#### [DESCRIPTION OF THE TASK]
Render the listing as a numbered list, from its first line through the line containing "Provide the mask of each instance of the cloud", with both ends included and blank lines left out.
++++++
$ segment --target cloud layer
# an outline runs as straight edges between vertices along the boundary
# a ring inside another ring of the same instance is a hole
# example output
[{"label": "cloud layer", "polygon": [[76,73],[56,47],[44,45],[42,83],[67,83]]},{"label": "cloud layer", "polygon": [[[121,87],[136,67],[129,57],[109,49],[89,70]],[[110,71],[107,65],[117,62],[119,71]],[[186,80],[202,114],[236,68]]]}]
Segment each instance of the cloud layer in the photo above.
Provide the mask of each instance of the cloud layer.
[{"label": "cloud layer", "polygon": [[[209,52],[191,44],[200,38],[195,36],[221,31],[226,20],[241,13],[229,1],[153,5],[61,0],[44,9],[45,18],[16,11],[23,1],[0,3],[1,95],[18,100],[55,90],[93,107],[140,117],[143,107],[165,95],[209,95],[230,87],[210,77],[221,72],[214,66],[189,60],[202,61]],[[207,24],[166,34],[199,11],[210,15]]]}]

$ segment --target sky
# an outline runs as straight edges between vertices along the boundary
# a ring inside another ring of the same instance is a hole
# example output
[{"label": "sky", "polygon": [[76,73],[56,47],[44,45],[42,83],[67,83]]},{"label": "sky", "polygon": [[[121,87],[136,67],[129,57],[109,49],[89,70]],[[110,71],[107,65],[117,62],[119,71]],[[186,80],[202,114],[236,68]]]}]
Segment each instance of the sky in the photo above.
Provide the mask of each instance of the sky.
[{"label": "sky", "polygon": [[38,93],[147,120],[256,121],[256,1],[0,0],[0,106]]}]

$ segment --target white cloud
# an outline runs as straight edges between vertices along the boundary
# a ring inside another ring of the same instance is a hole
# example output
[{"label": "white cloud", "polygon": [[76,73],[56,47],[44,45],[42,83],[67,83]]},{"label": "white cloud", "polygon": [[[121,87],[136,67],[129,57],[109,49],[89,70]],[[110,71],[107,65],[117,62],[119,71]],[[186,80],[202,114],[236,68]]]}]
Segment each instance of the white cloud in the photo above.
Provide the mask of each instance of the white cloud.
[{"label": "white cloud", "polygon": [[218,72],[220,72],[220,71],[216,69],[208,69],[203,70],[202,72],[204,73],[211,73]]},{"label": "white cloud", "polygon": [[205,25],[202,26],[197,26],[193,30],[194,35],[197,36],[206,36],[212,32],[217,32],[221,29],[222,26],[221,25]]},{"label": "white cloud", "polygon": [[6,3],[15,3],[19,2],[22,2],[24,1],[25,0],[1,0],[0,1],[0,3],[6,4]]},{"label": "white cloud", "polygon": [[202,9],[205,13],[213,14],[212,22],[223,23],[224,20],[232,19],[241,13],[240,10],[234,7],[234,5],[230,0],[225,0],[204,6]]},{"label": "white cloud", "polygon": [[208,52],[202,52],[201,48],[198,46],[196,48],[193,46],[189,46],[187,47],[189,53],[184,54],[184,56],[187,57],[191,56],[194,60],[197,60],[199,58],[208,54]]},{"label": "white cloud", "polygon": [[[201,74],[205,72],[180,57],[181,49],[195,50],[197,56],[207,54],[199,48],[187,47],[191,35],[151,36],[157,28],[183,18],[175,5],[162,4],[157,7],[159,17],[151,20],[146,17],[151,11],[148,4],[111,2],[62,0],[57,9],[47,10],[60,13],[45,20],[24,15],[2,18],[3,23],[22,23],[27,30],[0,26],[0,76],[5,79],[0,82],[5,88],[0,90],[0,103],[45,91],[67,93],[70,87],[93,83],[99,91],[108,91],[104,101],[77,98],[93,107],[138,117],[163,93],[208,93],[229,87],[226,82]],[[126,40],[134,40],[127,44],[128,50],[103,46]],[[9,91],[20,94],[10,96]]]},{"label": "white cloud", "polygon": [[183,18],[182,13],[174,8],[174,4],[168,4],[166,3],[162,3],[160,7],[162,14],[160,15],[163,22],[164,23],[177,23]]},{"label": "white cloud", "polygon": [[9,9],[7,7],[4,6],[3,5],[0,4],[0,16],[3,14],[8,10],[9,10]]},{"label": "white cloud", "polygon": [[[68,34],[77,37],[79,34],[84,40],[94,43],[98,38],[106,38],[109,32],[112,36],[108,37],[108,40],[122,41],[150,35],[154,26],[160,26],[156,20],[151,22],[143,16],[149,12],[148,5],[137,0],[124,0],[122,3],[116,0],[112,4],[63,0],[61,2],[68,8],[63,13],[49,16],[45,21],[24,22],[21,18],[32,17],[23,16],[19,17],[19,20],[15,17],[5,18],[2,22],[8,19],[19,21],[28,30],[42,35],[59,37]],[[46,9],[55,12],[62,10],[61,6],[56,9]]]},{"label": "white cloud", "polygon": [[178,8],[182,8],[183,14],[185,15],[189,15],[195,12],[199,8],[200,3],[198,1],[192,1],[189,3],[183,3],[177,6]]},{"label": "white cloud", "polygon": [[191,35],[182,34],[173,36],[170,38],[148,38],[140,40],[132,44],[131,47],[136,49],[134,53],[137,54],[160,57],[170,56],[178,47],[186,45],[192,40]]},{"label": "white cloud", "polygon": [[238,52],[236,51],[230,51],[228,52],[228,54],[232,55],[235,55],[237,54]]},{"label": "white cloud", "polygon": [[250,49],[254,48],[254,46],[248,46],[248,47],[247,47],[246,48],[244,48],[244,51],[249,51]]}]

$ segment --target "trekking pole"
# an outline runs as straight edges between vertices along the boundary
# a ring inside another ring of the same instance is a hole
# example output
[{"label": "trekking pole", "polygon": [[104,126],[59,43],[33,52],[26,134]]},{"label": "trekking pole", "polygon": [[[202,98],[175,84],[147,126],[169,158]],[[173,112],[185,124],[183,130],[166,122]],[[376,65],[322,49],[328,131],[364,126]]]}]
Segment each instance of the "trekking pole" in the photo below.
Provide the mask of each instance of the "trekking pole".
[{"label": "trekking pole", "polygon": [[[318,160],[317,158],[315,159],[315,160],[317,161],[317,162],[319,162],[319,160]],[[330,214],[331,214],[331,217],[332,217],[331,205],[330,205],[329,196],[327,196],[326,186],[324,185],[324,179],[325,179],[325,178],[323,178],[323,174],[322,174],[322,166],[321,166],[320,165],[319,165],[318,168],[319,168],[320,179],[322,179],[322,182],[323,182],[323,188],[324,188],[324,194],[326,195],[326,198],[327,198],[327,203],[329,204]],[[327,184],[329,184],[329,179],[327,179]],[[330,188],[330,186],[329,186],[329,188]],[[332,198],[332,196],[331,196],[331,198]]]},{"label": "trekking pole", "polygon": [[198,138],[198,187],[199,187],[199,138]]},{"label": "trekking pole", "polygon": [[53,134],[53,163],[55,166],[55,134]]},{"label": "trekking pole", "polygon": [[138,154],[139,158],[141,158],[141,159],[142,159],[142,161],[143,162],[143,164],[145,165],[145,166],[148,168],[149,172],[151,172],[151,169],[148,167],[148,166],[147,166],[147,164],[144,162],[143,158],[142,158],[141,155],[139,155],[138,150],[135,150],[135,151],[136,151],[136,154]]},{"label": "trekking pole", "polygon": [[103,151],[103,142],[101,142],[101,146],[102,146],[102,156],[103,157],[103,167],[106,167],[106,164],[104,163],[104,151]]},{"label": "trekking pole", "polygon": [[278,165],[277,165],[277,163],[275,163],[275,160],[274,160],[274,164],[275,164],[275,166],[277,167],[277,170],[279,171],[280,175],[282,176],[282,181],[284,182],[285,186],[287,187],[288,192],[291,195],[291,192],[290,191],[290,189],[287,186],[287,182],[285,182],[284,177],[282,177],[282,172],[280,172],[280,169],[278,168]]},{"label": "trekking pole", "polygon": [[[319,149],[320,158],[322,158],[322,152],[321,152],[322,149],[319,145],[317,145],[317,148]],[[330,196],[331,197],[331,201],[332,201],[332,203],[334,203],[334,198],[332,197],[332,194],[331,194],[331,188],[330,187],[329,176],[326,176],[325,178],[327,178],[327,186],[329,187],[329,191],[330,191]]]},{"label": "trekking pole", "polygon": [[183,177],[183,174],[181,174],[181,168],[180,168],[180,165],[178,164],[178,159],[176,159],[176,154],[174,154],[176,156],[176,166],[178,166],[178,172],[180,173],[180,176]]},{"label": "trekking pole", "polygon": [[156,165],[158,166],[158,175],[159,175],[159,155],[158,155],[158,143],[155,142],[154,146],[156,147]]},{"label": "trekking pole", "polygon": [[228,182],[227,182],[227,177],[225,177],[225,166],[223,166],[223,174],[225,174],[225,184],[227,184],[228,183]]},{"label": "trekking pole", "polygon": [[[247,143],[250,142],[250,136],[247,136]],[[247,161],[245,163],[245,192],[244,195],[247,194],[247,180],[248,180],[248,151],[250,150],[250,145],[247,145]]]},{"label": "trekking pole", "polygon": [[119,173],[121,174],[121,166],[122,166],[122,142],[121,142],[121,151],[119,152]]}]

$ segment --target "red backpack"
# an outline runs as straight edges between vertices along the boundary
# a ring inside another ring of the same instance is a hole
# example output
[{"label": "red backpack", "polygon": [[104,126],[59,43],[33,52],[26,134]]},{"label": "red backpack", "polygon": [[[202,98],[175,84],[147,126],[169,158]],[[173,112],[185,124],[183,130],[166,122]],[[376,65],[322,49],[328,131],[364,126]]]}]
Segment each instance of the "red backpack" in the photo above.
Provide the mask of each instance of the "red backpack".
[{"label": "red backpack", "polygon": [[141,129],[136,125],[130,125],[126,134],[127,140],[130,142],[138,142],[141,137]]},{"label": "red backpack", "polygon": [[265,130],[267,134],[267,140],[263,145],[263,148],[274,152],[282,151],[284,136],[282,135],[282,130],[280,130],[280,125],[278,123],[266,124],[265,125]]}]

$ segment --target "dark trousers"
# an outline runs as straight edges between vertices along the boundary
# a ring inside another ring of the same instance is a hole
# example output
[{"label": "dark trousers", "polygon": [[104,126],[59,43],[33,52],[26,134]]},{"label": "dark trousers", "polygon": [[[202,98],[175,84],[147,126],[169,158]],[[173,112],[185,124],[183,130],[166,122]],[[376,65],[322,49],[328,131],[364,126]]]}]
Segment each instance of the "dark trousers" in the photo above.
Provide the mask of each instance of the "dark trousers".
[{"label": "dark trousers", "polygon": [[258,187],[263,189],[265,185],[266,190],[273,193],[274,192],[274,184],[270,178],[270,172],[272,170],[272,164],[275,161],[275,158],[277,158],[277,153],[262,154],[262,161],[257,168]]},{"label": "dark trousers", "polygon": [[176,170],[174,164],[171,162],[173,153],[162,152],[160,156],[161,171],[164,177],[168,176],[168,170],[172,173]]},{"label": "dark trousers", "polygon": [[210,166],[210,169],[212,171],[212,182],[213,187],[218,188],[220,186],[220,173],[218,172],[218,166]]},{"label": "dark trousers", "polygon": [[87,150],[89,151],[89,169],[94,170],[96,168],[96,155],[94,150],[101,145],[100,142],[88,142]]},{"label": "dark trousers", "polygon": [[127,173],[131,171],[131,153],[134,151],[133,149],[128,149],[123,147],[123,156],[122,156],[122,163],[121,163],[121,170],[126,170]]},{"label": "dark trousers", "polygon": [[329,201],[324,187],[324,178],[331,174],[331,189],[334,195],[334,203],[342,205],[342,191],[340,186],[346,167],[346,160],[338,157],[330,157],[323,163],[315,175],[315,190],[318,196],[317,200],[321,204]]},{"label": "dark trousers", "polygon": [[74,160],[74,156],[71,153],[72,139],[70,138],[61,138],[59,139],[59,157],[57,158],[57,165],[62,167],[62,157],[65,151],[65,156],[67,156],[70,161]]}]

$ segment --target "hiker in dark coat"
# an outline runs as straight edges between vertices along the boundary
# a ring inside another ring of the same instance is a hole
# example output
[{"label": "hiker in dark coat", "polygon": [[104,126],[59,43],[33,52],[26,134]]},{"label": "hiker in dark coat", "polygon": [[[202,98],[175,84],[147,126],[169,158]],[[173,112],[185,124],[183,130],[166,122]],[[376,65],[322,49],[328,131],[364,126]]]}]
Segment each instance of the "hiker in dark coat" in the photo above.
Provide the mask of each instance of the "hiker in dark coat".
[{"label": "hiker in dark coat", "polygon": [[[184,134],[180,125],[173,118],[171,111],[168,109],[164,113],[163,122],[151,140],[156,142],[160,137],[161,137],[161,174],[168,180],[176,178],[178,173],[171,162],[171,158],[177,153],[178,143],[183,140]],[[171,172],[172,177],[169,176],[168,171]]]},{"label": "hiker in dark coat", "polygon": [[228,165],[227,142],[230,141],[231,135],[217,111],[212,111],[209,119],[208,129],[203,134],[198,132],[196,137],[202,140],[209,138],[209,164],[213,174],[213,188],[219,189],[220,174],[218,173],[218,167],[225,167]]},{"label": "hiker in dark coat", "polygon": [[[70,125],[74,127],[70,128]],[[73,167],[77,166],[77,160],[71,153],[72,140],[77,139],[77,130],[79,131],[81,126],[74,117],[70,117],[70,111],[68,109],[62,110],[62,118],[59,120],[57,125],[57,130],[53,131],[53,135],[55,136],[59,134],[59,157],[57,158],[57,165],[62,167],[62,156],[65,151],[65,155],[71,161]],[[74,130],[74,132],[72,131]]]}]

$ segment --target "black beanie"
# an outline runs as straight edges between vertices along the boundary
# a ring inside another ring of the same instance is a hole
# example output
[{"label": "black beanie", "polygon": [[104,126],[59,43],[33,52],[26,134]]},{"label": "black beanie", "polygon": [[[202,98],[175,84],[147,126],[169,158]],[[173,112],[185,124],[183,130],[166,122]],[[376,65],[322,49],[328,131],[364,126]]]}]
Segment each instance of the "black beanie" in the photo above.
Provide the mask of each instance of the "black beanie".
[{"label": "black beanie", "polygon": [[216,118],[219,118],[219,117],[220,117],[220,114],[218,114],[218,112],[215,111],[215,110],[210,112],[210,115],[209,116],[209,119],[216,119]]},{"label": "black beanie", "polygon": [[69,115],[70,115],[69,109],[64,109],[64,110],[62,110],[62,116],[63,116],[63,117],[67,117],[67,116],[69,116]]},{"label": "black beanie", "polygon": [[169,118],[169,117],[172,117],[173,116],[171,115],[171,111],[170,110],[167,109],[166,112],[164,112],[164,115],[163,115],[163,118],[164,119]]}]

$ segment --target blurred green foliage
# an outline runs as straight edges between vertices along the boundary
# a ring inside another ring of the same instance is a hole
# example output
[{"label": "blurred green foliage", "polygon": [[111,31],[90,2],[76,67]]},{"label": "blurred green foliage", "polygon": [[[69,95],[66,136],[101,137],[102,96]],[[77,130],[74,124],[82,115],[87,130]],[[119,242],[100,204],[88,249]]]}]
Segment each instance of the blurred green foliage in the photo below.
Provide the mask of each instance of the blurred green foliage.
++++++
#### [EXERCISE SOLUTION]
1. $ segment --target cloud layer
2. # an outline runs as straight edges between vertices along the boundary
3. # a ring inside another ring of the same instance is a hole
4. # example output
5. [{"label": "cloud layer", "polygon": [[76,73],[56,47],[44,45],[42,83],[67,83]]},{"label": "cloud layer", "polygon": [[[121,87],[136,67],[129,57],[109,49],[89,70]],[[110,71],[107,65],[117,62],[119,71]],[[186,80],[202,114],[236,68]]]}]
6. Segment each instance of the cloud layer in the photo above.
7. Provide the mask of each instance of the cloud layer.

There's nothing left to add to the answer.